*** EXCERPTED TEXT

Traffic spike

When the flood arrives faster than you can add boats, you bail water at the door so the boat you have stays afloat.

The idea

A traffic spike is a sudden surge of incoming load — a flash sale, a viral link, a retry storm — that arrives far quicker than your service can grow to meet it. Autoscaling helps, but new instances take time to boot, warm their caches, and join the pool, so for a window the spike outruns your capacity.

The on-call move is two-handed: scale up to add capacity for the long run, and shed or rate-limit the excess right now so the work you do accept stays fast and correct. A spike you absorb degrades gracefully; a spike you let in unbounded cascades — queues back up, latency explodes, and the whole service collapses.

See it work

Baseline: load is steady and capacity comfortably covers it.

How it works

on_tick(metrics):                      # the triage → contain loop
    # 1. DETECT — is this a spike?
    if metrics.p99 > slo or metrics.queue_depth rising
       or metrics.inbound_rps >> baseline:
        declare_spike()

    # 2. SCALE — ask for capacity (it arrives LATE)
    target = headroom_factor * metrics.inbound_rps
    autoscaler.desire(target)          # boot, warm, join pool: slow

    # 3. CONTAIN — the spike outruns scale-up, so cap intake NOW
    safe_rps = current_capacity * 0.85 # leave headroom; never run at 100%
    if metrics.inbound_rps > safe_rps:
        # admit what we can serve, shed the rest deterministically
        rate_limit(to = safe_rps)
        shed(priority = LOW_FIRST)     # 429 / queue overflow / fast-fail

    # 4. PROTECT THE CORE — keep critical paths fast
    isolate(critical_pool)             # bulkhead checkout from search
    if downstream_slow: open_circuit() # stop hammering, fail fast

    # capacity catches up → relax limits → scale back down when calm

The key insight: shedding is not giving up. By refusing excess at the edge, you keep the requests you do accept inside the latency budget, so they succeed instead of all timing out together.

Signals

Symptom	What it tells you
p99 latency rising	Work is queuing — requests wait behind a backlog before they run. The earliest honest sign of saturation.
Queue depth growing	Arrival rate exceeds service rate. If it grows unbounded, latency heads to infinity and you are already overloaded.
Error rate climbing	Timeouts, dropped connections, or shed responses (`429`). Distinguish deliberate shedding from uncontrolled collapse.
CPU / connections saturated	You have hit a hard resource ceiling. More requests now only steal time from in-flight ones — the signal to shed, not push harder.
Retry rate spiking	Clients are amplifying the load. Each failure becomes two or three more requests — a self-reinforcing storm you must dampen.

Watch out for

Scale-up is too slow. Booting and warming an instance takes minutes; the spike lands in seconds. Autoscaling alone never wins the race — you need shedding to bridge the gap.
Retry storms amplify the spike. Aggressive client retries on failure turn one wave into three. Use exponential backoff with jitter and a retry budget, or you fuel the fire you are fighting.
No shedding, so everything fails together. Without an intake cap, every request slows past the timeout at once — you get 100% failure instead of serving 85% well.
Cold caches after scale-up. Fresh instances start with empty caches and miss to the database, so they are briefly slower than warm ones and can hammer downstreams. Pre-warm or ramp traffic in gradually.

******

### WORK ITEM A
According to the text on traffic spikes, what should clients use to keep retries from making the spike worse?
### WORK ITEM B
Print the stretch of the text on traffic spikes from "When the flood" through "comfortably covers it.".
The entries after this point aren't needed for any of the work.

*** EXERCISE DATA

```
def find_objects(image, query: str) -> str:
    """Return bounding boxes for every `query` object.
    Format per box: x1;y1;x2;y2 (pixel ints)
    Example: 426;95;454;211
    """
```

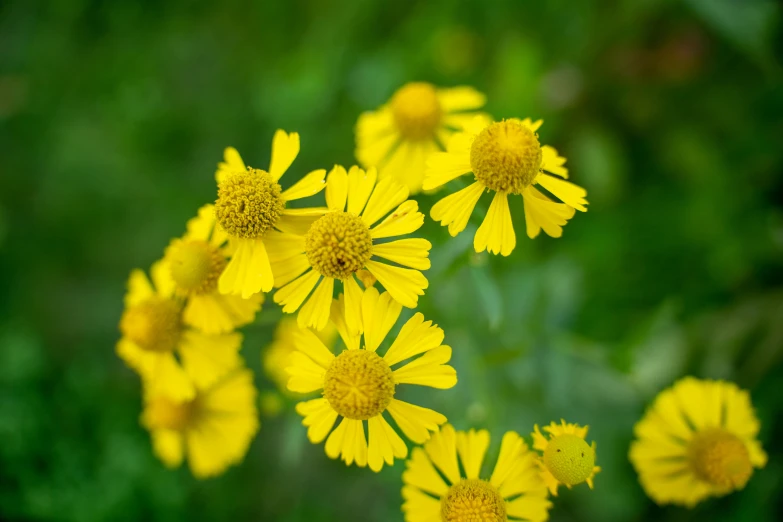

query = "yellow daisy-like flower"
532;419;601;496
424;118;587;256
117;262;242;400
261;317;337;392
215;130;326;298
163;205;264;334
356;82;490;194
288;288;457;471
269;165;432;332
629;377;767;507
141;368;259;478
402;424;552;522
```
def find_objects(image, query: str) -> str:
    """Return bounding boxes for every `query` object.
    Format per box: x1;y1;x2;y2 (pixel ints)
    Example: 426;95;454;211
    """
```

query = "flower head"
532;420;601;495
268;165;432;333
288;288;457;471
629;377;767;507
141;368;259;478
356;82;489;194
402;424;552;522
424;119;587;256
117;261;242;401
214;130;327;298
163;205;264;334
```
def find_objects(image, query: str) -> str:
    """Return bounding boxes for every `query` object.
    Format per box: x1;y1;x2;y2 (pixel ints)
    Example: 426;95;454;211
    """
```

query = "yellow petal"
218;239;275;299
274;270;321;314
430;181;484;236
269;129;299;181
326;165;348;211
362;178;408;227
372;238;432;270
348;166;378;216
365;261;429;308
473;192;517;256
370;199;424;239
383;312;444;366
536;174;587;212
457;430;489;479
297;277;334;330
362;288;402;352
394;345;457;390
280;169;326;201
386;399;448;442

******

### TASK RESPONSE A
Exponential backoff with jitter and a retry budget.

### TASK RESPONSE B
When the flood arrives faster than you can add boats, you bail water at the door so the boat you have stays afloat.

The idea

A traffic spike is a sudden surge of incoming load — a flash sale, a viral link, a retry storm — that arrives far quicker than your service can grow to meet it. Autoscaling helps, but new instances take time to boot, warm their caches, and join the pool, so for a window the spike outruns your capacity.

The on-call move is two-handed: scale up to add capacity for the long run, and shed or rate-limit the excess right now so the work you do accept stays fast and correct. A spike you absorb degrades gracefully; a spike you let in unbounded cascades — queues back up, latency explodes, and the whole service collapses.

See it work

Baseline: load is steady and capacity comfortably covers it.